## Text shown
= = = =
An increasing number of people are choosing to work as freelancers due to circumstances in the job market and lifestyle choices. The communications revolution has opened up new opportunities for freelance work and the flexibility and freedom that freelancing can provide are attracting all kinds of individuals to choose self-employed, independent career paths.
If you’re a freelancer or considering becoming one, here are 10 tips to help you boost your effectiveness and join the top ranks in your field.
This is number one. Reply to emails punctually, ask questions and make sure you and your client understand each other. Be honest, sincere and show off your knowledge and thinking skills (within reason). Clients want someone who is confident, but not an overconfident know-it-all. Be open to feedback and criticism, and if you don’t understand something 100% — ask!
Be available to work at consistent times and make sure clients know your working hours, when and how you can be contacted and the amount of hours you are available to put into a project. If you are in a different time zone from your clients, be sure to work out any details and complications relating to your differing schedules. Also, if you follow a regular routine you are more likely to get more work done and have a happier and healthier working rhythm.
Everybody likes a deal. Sweeten your offers by offering discounts for larger quantities of work by slightly lowering your hourly rate for blocks of hours or by publishing a special bulk rate. This could lead to more work, more long-term jobs and more repeat clients. However, make sure you don’t bend over backwards and sell yourself short. Clients want someone who is self-assured, not desperate!
As a freelancer you are essentially the owner of a small business, even if it’s just you and your computer. Depending on local tax regulations, you may be able to claim some or all of your equipment (computers, printers, phone and Internet bills…maybe even a portion of your rent if you work at home) as business expenses on your income tax returns and save money!
= = = =
## Data section
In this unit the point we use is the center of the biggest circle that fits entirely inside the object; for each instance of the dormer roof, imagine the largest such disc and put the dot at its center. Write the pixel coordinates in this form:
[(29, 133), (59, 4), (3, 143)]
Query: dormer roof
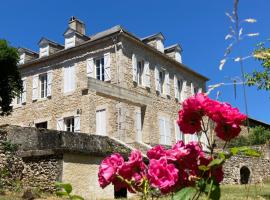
[(72, 31), (154, 36), (44, 41), (174, 47)]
= = = =
## Goal
According to the freelancing tips, why should a freelancer offer discounts on larger amounts of work, and why should those discounts stay modest?

## Answer to this problem
Discounts for larger quantities of work could lead to more work, more long-term jobs and more repeat clients. They should stay modest so the freelancer doesn't sell themselves short, because clients want someone who is self-assured, not desperate.